To assess something, you need to understand the why of that that thing and whether or not that thing satisfies that why. In class, we discussed some "whys" (and here are some more). Explain them here and determine how you would assess them (Specifically, how would you determine if they are not working). Do you know any research papers that address these whys?

  • Eclipse (hint: programmer patterns)
  • Git (hint: value of distributed development over centralized development)
  • Scrums (hint: requirements volatility)
  • Databases (SQL or noSQL): data independence

Can you think of any other whys?

Clustering

What is the difference between independent and dependent variables?

Explain:

  • Standard clustering (e.g. k-means) group data using the independent variables
  • Decision trees group data using the dependent variables.

Unsupervised spatial trees (a.k.a. clustering on independent variables):

  • Draw 3 seperate squares. Imagine the dimensions of those box are indendent variables - In square1 write dots uniformly across the square. Is this kind of data suitable for clustering? - In square2, write down numbers 1,2,3,4 representing data that would fall naturally into k-means for k=4. - In square3, write down numbers 1,2,3,4 representing data that would fall naturally into a recursive k-means for k=2.

▶ _Short exercise 1_
Answer each item from the course notes on assessment and clustering, marking your answers (a), (b), (c):
(a) What hint accompanies Git?
(b) Which variables do decision trees use to group data?
(c) In square3, the numbers represent data that fits naturally into which method?
▶ _Short exercise 2_
Condense the paragraph of the course notes on assessment and clustering that begins "To assess something, you need to understand" into two sentences that keep its main points.
▶ _Short exercise 3_
Extend the course notes on assessment and clustering, starting after the instruction about square3.

▶ _Dataset entries_
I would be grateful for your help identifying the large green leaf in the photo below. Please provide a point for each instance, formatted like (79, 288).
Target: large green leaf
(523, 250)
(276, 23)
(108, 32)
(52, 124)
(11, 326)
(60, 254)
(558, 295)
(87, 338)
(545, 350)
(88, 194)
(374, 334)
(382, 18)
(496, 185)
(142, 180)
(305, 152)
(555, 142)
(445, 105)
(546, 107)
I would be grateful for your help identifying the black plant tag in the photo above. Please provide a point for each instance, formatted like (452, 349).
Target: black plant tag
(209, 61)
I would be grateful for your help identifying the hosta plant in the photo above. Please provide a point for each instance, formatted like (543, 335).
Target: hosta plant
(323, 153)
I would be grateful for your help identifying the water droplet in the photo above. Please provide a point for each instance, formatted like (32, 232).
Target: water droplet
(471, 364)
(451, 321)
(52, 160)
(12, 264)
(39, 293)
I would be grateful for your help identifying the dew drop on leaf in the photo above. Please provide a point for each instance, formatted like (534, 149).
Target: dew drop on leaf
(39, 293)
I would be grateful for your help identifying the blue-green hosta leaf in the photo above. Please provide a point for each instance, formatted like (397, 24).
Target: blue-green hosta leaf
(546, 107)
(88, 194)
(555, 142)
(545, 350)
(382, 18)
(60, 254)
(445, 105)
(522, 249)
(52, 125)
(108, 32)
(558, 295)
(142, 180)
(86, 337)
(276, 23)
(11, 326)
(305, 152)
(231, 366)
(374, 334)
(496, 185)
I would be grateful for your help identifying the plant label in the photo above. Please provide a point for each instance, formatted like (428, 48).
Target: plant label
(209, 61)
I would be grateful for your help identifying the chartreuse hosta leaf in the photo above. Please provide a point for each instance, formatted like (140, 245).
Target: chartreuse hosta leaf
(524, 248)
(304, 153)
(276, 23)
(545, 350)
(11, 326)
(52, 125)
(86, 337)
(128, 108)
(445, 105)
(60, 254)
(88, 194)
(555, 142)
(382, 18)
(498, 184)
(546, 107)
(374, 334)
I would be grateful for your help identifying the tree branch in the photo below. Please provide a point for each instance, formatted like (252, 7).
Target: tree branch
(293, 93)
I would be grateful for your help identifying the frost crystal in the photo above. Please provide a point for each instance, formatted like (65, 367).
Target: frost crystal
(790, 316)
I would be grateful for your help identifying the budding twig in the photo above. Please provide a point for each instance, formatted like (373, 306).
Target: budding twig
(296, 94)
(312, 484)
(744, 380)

▶ _Task output 1_
(a) The value of distributed development over centralized development.
(b) The dependent variables.
(c) Recursive k-means for k=2.

▶ _Task output 2_
Assessing something means knowing its purpose, its "why," and checking whether it meets that purpose. Several such whys came up in class, and more are listed; the reader is to explain them, say how to assess them (especially how to tell when they are not working), and name any research papers that address them.

▶ _Task output 3_
Supervised spatial trees (a.k.a. decision trees):

  • Draw 2 more squares. Imagine the dimensions of those box are indendent variables - In square4 write down little circles and squares that would be easily seperated by a decision tree - In square5 write down a circle of triangles surrounded by squares. Why would starndard decision tree learners have trouble with that shape?

When we recursively sub-divide data, we may use some stopping rule; e.g. do not divide a space containing less than M=10 examples.

  • What are the costs and benefits of using small M?
  • What are the costs and benefits of using large M?

Write down, if 2-4 lines, how mini-batch k-means works.

  • Why is it so fast?

Statistics

Parametrics: Given a list n items long containing x1,x2... xn, write down:

  • the mean
  • the standard deviation
  • Draw a diagram that shows L1,L2 with - small mean difference - small standard deviation - low sample size
  • Given two lists L1, L2, write down a delta equation that is larger given: - a large sample - a larger mean difference - smaller values of the standard deviation in the two lists

*Non-Parametrics:

  • Bill Gates meets 5 homeless people. What is their mean/median salary (hint: Bill Gate's net worth: 79.3 billion)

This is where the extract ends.